[Stored items]
--
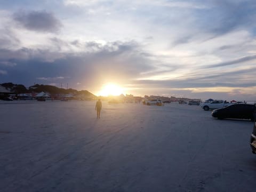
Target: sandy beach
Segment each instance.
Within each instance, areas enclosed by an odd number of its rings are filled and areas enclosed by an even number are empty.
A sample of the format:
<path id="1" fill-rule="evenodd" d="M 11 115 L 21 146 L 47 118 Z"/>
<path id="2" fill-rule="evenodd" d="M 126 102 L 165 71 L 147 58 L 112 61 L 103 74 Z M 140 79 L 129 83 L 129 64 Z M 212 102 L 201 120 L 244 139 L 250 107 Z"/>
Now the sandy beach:
<path id="1" fill-rule="evenodd" d="M 0 103 L 0 191 L 253 191 L 253 123 L 199 106 Z"/>

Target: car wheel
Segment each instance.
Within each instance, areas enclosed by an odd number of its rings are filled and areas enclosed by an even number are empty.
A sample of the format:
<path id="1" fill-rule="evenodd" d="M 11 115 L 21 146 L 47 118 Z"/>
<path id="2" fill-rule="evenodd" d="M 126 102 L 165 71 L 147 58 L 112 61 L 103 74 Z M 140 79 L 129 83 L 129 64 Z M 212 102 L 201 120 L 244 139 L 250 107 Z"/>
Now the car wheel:
<path id="1" fill-rule="evenodd" d="M 204 106 L 204 110 L 209 110 L 209 107 L 208 106 Z"/>

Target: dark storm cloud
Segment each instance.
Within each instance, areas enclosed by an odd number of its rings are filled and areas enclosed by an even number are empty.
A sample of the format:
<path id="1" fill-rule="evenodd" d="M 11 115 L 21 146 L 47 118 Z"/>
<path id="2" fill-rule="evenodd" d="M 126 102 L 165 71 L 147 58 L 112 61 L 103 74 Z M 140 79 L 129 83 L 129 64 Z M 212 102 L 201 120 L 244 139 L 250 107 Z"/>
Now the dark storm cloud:
<path id="1" fill-rule="evenodd" d="M 159 89 L 182 89 L 214 87 L 227 86 L 230 87 L 248 87 L 255 86 L 253 79 L 256 67 L 234 71 L 216 73 L 203 75 L 200 73 L 189 74 L 170 80 L 140 80 L 133 84 L 142 87 Z M 237 82 L 237 78 L 239 81 Z"/>
<path id="2" fill-rule="evenodd" d="M 13 19 L 28 30 L 39 32 L 57 33 L 61 23 L 51 13 L 46 11 L 20 11 L 13 14 Z"/>
<path id="3" fill-rule="evenodd" d="M 57 44 L 65 43 L 58 39 L 52 41 Z M 68 42 L 66 45 L 69 44 Z M 86 79 L 86 83 L 90 85 L 104 78 L 118 82 L 137 77 L 140 73 L 154 68 L 151 61 L 141 57 L 138 45 L 133 42 L 114 42 L 105 45 L 92 42 L 83 46 L 83 51 L 76 53 L 27 48 L 0 50 L 0 62 L 16 63 L 11 68 L 1 65 L 1 70 L 8 69 L 8 75 L 1 77 L 1 82 L 28 86 L 35 82 L 58 84 L 66 81 L 71 86 Z"/>
<path id="4" fill-rule="evenodd" d="M 211 68 L 214 67 L 225 67 L 227 66 L 230 66 L 233 65 L 238 64 L 241 63 L 243 63 L 246 61 L 250 61 L 256 59 L 256 55 L 244 57 L 242 58 L 233 60 L 229 61 L 223 62 L 220 63 L 214 64 L 206 66 L 204 68 Z"/>

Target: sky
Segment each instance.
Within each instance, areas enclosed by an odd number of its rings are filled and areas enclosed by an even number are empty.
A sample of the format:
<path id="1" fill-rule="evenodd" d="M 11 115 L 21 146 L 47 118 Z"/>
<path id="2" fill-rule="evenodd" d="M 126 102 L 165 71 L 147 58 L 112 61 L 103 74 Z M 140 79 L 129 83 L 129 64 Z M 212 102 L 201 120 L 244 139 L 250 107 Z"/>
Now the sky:
<path id="1" fill-rule="evenodd" d="M 256 100 L 254 0 L 0 0 L 0 83 Z"/>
--
INSTRUCTIONS TO FOLLOW:
Copy the material above word for word, leaving out the pictures.

CORRECT RESPONSE:
Target: sandy beach
Segment each instance.
Within each instance, areas enclosed by an odd number of its rings are filled and areas enclosed by an even number are empty.
A sample of the format:
<path id="1" fill-rule="evenodd" d="M 11 115 L 21 146 L 47 118 Z"/>
<path id="2" fill-rule="evenodd" d="M 126 102 L 165 71 L 147 58 L 112 61 L 103 74 Z M 140 79 L 129 83 L 129 64 Z M 212 102 L 201 120 L 244 139 L 250 107 Z"/>
Now the sandy beach:
<path id="1" fill-rule="evenodd" d="M 0 103 L 0 191 L 253 191 L 253 123 L 199 106 Z"/>

Target: car wheel
Segment each instance.
Within each instance, areas enclosed by an odd number of its rings are filled and areas enclosed by an even number are empty.
A sample of the format:
<path id="1" fill-rule="evenodd" d="M 11 115 L 21 146 L 47 118 Z"/>
<path id="2" fill-rule="evenodd" d="M 126 102 L 165 71 L 147 58 L 112 61 L 103 74 Z M 140 79 L 129 83 L 129 64 Z M 212 102 L 201 120 L 244 139 L 250 107 Z"/>
Now the car wheel:
<path id="1" fill-rule="evenodd" d="M 204 106 L 204 110 L 209 110 L 209 107 L 208 106 Z"/>

Target: dark storm cloud
Segment each instance.
Within each instance, areas enclosed by an odd number of its rings are filled and areas enclosed by an even number are empty.
A sample of the format:
<path id="1" fill-rule="evenodd" d="M 11 115 L 21 146 L 47 118 Z"/>
<path id="2" fill-rule="evenodd" d="M 126 102 L 165 71 L 147 58 L 112 61 L 103 74 Z M 140 79 L 129 83 L 129 64 Z M 212 102 L 201 120 L 244 139 L 250 107 Z"/>
Now the dark storm cloud:
<path id="1" fill-rule="evenodd" d="M 159 89 L 182 89 L 214 87 L 227 86 L 230 87 L 248 87 L 255 86 L 253 79 L 256 67 L 234 71 L 216 73 L 203 75 L 200 73 L 189 74 L 170 80 L 140 80 L 133 84 L 142 87 Z M 237 82 L 237 78 L 239 81 Z"/>
<path id="2" fill-rule="evenodd" d="M 13 19 L 28 30 L 39 32 L 57 33 L 61 23 L 51 13 L 46 11 L 20 11 L 13 14 Z"/>
<path id="3" fill-rule="evenodd" d="M 57 44 L 65 43 L 58 39 L 52 41 Z M 68 42 L 66 45 L 69 44 Z M 86 79 L 86 83 L 90 85 L 104 78 L 118 82 L 137 77 L 140 73 L 154 68 L 151 61 L 141 57 L 138 45 L 133 42 L 114 42 L 105 45 L 92 42 L 83 46 L 83 51 L 76 53 L 27 48 L 0 50 L 0 62 L 16 63 L 11 68 L 1 65 L 1 70 L 8 69 L 8 75 L 1 77 L 1 82 L 28 86 L 35 82 L 58 84 L 66 81 L 71 86 Z"/>
<path id="4" fill-rule="evenodd" d="M 211 68 L 214 67 L 225 67 L 227 66 L 230 66 L 233 65 L 238 64 L 241 63 L 243 63 L 246 61 L 250 61 L 256 59 L 256 55 L 244 57 L 242 58 L 233 60 L 229 61 L 223 62 L 220 63 L 214 64 L 206 66 L 204 68 Z"/>

Target: sky
Segment each instance.
Within each instance, areas enclosed by an odd number of its rings are filled and areas enclosed by an even number are empty.
A sample of the format:
<path id="1" fill-rule="evenodd" d="M 11 115 L 21 146 L 47 118 Z"/>
<path id="2" fill-rule="evenodd" d="M 126 102 L 165 71 L 147 58 L 112 61 L 103 74 Z M 140 79 L 129 83 L 129 64 Z M 212 102 L 201 120 L 244 139 L 250 107 Z"/>
Now the sky:
<path id="1" fill-rule="evenodd" d="M 256 100 L 254 0 L 0 0 L 0 83 Z"/>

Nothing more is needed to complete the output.